Keep it simple, play around with the blend, use the ingredients you already have in your kitchen. Usually the most basic recipe is the best while they are actively sick.
Natural Jello Made with Healthy Gelatin
Gelatin is a great source of easily digestible protein and is known to benefit digestion and reduce inflammation of the stomach and the intestines. Gelatin is a popular component to gut health protocols because it coats the small intestines soothing the irritation and abdominal discomfort. Gelatins amino acids make it a highly nutritious food that is free of many allergens such as soy, dairy, gluten, eggs, nuts, and fish. However, it’s made from beef and contains Alpha-gal and is not vegan.
- 2 cups berry juice, (Cranberry, Raspberry, Pomegranate, blueberry)
- 1 tablespoon unflavored gelatin (grain-fed natural beef)
- 1 tablespoon sugar (maple syrup)(optional)
- 10 drops chlorophyl
- 1/2 cup fresh fruit (optional)
- Pour 1 cup of the juice into a medium heatproof bowl.
- Sprinkle gelatin over juice and dissolve; set aside for at least 5 minutes.
- Combine remaining 1 cup juice and sugar (syrup) in a small saucepan.
- Bring just to a boil, stirring to dissolve the sugar. Remove from the heat.
- Add 10 drops of Energizing Chlorophyll to the juice
- Pour hot juice mixture into gelatin mixture and stir to combine. Transfer to individual serving bowls or one medium bowl.
- Add fruit (optional) and refrigerate for 4 hours or until firm.
Why Should you Add Energizing Chlorophyll?

Records:
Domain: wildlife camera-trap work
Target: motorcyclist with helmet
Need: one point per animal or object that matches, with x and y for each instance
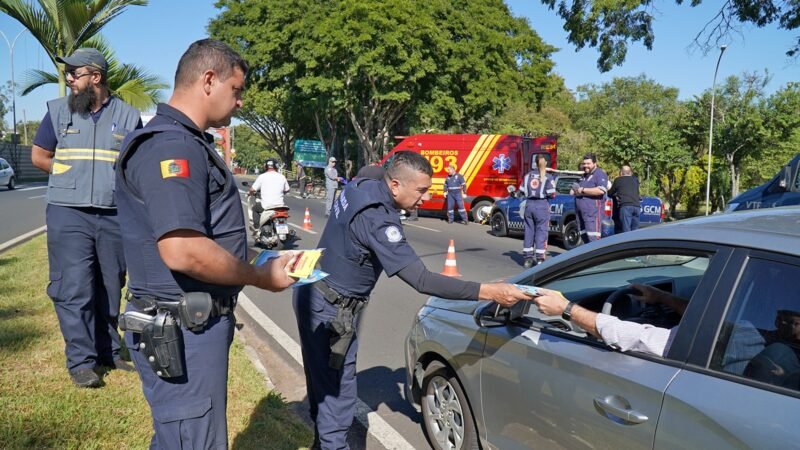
(273, 186)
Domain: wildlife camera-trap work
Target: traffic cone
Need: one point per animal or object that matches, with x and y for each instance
(450, 268)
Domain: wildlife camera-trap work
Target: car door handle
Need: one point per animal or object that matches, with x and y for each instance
(619, 407)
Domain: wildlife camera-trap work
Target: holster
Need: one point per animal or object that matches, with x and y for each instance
(342, 328)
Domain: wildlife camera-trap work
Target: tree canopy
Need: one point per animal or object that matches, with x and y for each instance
(609, 25)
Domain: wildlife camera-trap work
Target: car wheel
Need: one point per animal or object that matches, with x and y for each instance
(447, 419)
(571, 236)
(499, 227)
(480, 211)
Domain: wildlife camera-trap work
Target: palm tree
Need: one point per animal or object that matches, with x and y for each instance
(130, 83)
(63, 26)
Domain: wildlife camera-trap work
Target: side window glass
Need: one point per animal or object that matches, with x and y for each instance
(760, 337)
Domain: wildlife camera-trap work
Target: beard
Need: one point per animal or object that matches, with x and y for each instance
(81, 102)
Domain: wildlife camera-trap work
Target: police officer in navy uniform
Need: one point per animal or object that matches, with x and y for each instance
(363, 238)
(185, 242)
(454, 189)
(77, 144)
(537, 186)
(590, 192)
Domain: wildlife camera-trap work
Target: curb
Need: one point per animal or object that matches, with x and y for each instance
(23, 238)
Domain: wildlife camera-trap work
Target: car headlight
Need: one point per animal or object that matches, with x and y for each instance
(731, 207)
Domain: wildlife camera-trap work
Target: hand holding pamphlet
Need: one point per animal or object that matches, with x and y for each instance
(302, 268)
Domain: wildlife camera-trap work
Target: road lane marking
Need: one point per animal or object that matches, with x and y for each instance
(405, 223)
(32, 188)
(371, 420)
(301, 228)
(6, 245)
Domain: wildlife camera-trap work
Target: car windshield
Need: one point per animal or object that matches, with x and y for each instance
(637, 262)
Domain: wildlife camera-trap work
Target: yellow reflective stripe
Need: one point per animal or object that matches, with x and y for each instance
(86, 150)
(96, 158)
(472, 153)
(481, 156)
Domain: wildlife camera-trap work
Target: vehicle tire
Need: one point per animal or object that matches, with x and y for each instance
(480, 211)
(446, 416)
(571, 237)
(499, 226)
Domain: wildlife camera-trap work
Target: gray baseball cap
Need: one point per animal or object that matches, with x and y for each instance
(85, 57)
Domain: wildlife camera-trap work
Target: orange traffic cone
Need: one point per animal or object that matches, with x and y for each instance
(450, 268)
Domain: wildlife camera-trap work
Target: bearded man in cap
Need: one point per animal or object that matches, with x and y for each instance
(77, 144)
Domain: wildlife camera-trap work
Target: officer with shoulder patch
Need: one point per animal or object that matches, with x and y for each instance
(363, 238)
(185, 242)
(537, 186)
(77, 144)
(454, 189)
(589, 194)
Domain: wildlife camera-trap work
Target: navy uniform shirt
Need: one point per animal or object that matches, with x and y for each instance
(362, 238)
(595, 179)
(538, 186)
(182, 187)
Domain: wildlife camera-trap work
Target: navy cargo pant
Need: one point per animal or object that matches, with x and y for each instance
(454, 198)
(537, 227)
(87, 272)
(331, 393)
(189, 412)
(589, 220)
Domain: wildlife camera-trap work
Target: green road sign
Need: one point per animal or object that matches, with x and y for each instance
(310, 153)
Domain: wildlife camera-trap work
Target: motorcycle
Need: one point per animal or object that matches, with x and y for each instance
(273, 230)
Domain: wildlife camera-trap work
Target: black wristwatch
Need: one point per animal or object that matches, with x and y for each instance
(567, 314)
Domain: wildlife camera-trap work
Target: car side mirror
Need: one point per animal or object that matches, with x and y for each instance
(491, 315)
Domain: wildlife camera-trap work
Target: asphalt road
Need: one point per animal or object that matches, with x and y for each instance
(393, 305)
(21, 210)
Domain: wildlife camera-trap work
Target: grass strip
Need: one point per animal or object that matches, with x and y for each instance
(40, 408)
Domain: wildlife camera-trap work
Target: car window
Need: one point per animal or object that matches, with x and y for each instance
(760, 336)
(678, 273)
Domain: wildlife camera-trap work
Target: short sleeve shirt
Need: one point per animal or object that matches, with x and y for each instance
(381, 232)
(171, 174)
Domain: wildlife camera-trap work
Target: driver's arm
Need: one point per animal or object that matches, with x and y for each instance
(620, 334)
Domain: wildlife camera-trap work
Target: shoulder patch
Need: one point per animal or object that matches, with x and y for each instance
(174, 168)
(393, 234)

Work order 1:
Answer these from the jello recipe text:
(a) Which allergens is gelatin said to be free of?
(b) How long should the gelatin sit after it is sprinkled over the juice?
(c) How long should the finished mixture be refrigerated?
Work order 2:
Repeat, word for word, the stretch of the jello recipe text from "- Combine remaining" through "Add Energizing Chlorophyll?".

Task solution 1:
(a) Soy, dairy, gluten, eggs, nuts, and fish.
(b) At least 5 minutes.
(c) 4 hours, or until firm.

Task solution 2:
- Combine remaining 1 cup juice and sugar (syrup) in a small saucepan.
- Bring just to a boil, stirring to dissolve the sugar. Remove from the heat.
- Add 10 drops of Energizing Chlorophyll to the juice
- Pour hot juice mixture into gelatin mixture and stir to combine. Transfer to individual serving bowls or one medium bowl.
- Add fruit (optional) and refrigerate for 4 hours or until firm.
Why Should you Add Energizing Chlorophyll?